Data in this exercise »
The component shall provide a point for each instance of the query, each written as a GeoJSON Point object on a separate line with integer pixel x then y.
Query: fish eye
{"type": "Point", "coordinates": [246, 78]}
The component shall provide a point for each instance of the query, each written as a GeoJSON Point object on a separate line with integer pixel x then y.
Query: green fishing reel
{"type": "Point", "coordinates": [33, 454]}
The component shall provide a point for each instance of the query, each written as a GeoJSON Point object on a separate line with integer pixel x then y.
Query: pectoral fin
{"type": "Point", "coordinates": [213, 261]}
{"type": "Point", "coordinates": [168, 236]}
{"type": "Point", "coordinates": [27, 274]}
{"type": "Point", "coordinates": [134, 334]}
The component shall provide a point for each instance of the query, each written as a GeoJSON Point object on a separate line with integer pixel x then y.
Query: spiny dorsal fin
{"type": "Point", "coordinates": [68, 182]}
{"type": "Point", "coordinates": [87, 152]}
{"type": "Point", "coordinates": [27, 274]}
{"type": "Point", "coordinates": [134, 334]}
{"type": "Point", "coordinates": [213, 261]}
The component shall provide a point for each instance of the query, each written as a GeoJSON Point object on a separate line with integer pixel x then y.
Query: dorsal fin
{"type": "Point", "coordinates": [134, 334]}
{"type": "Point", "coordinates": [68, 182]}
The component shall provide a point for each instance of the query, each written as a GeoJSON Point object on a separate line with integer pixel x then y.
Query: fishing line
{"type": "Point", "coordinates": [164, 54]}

Exercise task »
Reproduce all of the entries above verbatim, line by line, with no alterations.

Problem solution »
The component shall provide a point for each instance of the query, each written as a GeoJSON Point object on a separate line with integer pixel x then y.
Query: fish eye
{"type": "Point", "coordinates": [246, 78]}
The component shall provide a point for each instance of the query, each written as a GeoJSON Point object on a separate line with integer pixel x then y.
Query: green fishing reel
{"type": "Point", "coordinates": [33, 454]}
The component shall provide a point for each instance of the query, each written as a GeoJSON Point object on a separate line with integer pixel x then y.
Query: pectoral fin
{"type": "Point", "coordinates": [213, 261]}
{"type": "Point", "coordinates": [168, 236]}
{"type": "Point", "coordinates": [27, 274]}
{"type": "Point", "coordinates": [134, 334]}
The component shall provide a point for each instance of the query, each written as a GeoJSON Point object on a separate line with integer pixel x then y.
Query: spiny dorsal fin
{"type": "Point", "coordinates": [68, 182]}
{"type": "Point", "coordinates": [87, 152]}
{"type": "Point", "coordinates": [27, 274]}
{"type": "Point", "coordinates": [134, 334]}
{"type": "Point", "coordinates": [213, 261]}
The component shall provide a point for each instance of the query, each written as a GeoJSON Point object on a separate line with integer pixel x then y.
Query: dorsal fin
{"type": "Point", "coordinates": [134, 334]}
{"type": "Point", "coordinates": [68, 182]}
The component shall provide a point for each instance of the query, each written as a GeoJSON Point object on a separate line with integer pixel x then y.
Query: fishing line
{"type": "Point", "coordinates": [164, 54]}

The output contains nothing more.